Give the lines below again exactly, starting with the line that holds "Please find antenna" and going on through the line that holds "Please find palm".

Items from a dataset
────

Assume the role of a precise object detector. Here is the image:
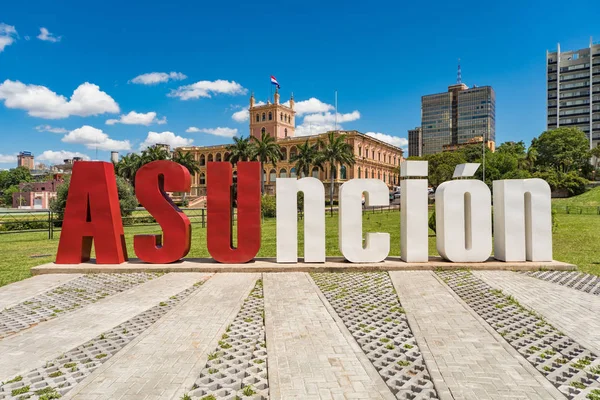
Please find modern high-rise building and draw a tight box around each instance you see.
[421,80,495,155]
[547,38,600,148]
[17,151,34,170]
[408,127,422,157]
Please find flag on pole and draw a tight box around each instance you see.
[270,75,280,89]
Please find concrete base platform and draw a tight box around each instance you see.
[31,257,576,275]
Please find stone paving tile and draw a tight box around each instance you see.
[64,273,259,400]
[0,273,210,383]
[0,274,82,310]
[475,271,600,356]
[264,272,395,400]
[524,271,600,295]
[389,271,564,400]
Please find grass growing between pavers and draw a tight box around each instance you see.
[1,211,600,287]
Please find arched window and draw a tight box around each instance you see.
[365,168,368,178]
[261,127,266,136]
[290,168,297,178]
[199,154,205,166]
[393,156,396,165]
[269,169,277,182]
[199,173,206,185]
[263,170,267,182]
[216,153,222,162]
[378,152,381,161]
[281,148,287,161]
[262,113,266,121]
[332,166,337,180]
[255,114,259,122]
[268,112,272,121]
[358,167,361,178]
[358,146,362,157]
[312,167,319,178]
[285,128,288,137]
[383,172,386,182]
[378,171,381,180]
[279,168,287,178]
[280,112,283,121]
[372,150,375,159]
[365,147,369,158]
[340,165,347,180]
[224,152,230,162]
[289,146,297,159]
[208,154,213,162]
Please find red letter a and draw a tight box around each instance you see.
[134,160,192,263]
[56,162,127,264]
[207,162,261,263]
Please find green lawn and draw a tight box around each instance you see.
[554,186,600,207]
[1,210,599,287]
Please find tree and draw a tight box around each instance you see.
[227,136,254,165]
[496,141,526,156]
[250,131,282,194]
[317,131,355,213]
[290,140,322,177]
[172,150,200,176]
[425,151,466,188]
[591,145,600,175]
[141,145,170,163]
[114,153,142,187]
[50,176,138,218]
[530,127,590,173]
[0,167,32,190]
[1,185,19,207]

────

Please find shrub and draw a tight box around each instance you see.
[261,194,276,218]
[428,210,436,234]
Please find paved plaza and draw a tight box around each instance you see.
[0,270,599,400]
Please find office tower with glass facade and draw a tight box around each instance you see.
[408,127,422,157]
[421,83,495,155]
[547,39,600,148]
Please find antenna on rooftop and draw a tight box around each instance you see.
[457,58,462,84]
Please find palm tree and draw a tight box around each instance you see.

────

[Your solution]
Please find antenna on rooftop and draw a tight box around each instance you see.
[457,58,462,84]
Please find palm tree and draw a tight box around each instance you see.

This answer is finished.